**Required work**
What you should write out is every line from the one containing "the mountain in" to the end of the data, exactly and with nothing else.

**Material shown**
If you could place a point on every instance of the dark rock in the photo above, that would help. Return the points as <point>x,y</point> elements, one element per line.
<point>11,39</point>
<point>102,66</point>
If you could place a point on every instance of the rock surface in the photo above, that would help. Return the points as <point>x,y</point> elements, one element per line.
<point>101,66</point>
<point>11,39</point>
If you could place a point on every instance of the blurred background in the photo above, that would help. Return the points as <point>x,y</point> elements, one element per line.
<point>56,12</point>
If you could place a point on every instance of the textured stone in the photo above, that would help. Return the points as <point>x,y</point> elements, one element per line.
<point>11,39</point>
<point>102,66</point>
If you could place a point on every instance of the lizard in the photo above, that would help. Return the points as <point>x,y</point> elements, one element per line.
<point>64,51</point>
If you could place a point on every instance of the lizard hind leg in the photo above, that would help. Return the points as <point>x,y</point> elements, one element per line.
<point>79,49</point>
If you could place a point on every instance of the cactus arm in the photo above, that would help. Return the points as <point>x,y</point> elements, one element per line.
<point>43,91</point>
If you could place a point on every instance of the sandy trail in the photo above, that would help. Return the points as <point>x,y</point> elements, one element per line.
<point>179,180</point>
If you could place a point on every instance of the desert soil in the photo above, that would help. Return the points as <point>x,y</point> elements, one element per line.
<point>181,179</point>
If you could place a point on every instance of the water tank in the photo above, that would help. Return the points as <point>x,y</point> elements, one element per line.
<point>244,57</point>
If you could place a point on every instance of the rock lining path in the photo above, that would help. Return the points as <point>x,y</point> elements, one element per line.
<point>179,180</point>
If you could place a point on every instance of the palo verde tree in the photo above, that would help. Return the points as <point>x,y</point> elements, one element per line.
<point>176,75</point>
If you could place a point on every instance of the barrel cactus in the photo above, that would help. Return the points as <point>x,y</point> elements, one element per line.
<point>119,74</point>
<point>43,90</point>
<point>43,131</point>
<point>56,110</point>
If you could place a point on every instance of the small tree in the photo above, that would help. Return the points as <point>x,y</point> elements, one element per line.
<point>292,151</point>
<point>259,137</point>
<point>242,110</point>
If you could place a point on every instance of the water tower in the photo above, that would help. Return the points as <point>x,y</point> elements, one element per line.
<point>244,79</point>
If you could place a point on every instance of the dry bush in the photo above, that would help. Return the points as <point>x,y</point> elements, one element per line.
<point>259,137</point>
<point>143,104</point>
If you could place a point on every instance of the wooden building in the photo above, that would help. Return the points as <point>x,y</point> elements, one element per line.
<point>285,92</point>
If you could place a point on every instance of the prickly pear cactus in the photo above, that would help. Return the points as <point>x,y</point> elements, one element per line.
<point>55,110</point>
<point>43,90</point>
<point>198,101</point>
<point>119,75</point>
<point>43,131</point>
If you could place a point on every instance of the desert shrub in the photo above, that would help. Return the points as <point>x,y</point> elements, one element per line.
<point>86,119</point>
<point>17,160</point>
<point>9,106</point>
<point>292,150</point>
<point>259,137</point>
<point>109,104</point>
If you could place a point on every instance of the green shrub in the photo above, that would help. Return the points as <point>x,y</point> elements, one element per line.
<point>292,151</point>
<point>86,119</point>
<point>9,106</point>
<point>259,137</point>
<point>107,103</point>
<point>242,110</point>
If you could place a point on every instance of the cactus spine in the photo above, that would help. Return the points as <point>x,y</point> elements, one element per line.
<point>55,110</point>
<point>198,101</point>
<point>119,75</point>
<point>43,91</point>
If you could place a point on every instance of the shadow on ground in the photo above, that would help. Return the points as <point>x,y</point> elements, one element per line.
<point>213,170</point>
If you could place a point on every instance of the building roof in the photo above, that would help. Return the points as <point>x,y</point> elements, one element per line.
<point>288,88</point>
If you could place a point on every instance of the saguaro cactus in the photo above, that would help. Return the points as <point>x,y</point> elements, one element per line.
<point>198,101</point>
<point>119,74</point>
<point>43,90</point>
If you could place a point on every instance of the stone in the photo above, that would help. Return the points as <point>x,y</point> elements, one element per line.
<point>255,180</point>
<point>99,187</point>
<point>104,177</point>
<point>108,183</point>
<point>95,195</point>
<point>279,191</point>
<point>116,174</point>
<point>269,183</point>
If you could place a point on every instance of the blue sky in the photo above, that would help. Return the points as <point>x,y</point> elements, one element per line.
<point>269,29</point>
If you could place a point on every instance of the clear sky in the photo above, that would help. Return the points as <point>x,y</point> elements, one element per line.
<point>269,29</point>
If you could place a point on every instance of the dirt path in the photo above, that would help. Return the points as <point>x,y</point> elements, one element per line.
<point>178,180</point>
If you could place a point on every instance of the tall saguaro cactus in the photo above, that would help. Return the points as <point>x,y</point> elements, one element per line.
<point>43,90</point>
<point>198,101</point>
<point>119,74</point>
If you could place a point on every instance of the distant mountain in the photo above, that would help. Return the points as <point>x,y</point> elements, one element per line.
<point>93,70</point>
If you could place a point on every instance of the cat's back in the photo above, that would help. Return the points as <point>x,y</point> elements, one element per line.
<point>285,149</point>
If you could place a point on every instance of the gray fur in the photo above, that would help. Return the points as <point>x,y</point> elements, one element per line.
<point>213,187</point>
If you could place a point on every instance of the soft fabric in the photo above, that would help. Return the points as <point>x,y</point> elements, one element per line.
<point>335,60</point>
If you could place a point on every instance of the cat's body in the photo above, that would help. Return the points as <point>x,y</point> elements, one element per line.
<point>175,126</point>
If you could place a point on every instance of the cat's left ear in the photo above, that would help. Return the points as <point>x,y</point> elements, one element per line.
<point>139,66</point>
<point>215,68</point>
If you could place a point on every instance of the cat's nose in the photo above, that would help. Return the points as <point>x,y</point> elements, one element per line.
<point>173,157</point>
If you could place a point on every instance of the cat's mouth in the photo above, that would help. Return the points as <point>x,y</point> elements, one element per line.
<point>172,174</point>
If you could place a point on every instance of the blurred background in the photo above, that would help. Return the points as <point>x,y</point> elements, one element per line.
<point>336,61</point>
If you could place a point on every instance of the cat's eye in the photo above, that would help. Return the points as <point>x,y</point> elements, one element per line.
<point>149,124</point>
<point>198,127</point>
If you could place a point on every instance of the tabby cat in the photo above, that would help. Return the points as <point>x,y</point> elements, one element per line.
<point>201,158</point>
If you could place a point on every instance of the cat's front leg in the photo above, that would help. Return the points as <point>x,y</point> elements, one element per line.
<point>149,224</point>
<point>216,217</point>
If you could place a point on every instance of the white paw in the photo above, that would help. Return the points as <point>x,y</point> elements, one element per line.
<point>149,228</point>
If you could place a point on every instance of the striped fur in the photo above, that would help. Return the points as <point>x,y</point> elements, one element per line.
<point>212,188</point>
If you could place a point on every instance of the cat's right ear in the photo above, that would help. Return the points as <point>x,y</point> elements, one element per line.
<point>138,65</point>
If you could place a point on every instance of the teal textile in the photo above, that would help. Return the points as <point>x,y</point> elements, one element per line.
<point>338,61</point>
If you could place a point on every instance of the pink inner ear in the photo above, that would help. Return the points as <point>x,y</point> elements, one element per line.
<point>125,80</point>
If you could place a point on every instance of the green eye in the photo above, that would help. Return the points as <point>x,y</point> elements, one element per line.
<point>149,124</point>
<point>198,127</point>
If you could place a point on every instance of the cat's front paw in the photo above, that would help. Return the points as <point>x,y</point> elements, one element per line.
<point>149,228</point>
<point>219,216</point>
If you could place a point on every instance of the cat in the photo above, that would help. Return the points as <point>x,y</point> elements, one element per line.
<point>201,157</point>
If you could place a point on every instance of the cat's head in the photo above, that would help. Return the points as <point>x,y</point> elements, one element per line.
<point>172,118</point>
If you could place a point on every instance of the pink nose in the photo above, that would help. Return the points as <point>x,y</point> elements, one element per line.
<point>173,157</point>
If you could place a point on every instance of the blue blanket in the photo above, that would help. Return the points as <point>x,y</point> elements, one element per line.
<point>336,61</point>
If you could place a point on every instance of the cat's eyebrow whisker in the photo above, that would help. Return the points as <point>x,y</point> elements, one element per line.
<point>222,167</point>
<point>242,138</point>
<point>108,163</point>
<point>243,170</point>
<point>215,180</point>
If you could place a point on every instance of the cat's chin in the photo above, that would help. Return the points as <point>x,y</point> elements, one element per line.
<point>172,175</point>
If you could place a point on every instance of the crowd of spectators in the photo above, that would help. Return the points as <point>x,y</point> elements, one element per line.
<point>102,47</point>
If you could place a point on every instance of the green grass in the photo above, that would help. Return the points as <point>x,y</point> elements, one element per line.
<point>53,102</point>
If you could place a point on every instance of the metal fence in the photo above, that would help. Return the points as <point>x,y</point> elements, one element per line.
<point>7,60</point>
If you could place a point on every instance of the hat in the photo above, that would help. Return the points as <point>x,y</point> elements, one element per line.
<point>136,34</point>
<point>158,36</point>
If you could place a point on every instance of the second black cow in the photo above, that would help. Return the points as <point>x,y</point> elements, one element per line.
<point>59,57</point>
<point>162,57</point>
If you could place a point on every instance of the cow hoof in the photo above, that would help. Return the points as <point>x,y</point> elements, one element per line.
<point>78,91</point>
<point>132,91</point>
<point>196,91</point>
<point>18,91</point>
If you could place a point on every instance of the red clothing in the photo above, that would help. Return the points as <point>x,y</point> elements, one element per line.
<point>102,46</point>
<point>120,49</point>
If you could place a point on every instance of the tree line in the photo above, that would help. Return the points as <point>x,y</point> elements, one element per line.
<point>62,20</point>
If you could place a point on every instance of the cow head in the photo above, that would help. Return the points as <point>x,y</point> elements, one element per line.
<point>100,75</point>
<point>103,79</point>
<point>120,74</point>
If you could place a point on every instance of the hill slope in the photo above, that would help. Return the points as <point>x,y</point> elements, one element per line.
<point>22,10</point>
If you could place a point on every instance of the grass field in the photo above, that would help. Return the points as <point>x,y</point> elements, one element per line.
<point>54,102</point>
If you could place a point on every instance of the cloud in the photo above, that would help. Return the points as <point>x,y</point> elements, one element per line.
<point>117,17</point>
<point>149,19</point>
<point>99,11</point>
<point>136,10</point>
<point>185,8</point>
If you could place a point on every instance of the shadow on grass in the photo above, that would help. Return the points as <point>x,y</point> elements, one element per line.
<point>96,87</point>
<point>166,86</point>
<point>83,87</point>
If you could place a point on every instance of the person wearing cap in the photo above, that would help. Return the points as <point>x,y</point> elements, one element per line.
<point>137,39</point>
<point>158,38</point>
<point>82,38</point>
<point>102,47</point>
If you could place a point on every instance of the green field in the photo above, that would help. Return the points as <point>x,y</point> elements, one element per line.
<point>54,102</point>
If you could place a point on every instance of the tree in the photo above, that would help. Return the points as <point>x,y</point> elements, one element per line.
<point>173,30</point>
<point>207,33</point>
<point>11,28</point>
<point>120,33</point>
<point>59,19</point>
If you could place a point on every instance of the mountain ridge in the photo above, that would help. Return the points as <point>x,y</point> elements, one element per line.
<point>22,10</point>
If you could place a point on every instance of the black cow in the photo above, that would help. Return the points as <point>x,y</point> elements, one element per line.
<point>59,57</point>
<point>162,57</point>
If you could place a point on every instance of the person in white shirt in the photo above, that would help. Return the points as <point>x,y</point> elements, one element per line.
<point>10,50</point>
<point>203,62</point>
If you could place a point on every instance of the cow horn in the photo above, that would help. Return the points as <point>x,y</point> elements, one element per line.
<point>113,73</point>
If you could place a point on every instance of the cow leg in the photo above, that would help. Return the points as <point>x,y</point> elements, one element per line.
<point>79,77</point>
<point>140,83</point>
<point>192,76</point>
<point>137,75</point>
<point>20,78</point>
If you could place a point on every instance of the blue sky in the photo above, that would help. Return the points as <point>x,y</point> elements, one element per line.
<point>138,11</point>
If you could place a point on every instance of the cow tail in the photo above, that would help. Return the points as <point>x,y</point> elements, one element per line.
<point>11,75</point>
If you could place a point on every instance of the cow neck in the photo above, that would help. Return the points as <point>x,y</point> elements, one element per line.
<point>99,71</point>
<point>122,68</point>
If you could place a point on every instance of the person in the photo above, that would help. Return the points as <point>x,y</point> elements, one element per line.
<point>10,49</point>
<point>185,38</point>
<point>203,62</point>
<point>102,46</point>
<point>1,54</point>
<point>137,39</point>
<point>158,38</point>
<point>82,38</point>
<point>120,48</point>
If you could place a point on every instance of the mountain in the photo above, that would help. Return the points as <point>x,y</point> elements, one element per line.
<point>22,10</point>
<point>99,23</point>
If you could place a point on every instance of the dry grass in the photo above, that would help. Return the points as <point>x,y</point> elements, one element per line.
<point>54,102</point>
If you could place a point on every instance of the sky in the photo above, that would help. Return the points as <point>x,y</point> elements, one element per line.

**Task solution**
If you could place a point on every instance of the mountain in the photo above, that would help. Return the points as <point>x,y</point> elements, one element per line.
<point>22,10</point>
<point>99,23</point>
If you could place a point on every instance of the dry grass in the photo above, that would help. Return the points as <point>x,y</point> elements, one element per line.
<point>54,102</point>
If you could place a point on every instance of the sky in the photo above, that would help. Return the points as <point>x,y</point> elements, one element per line.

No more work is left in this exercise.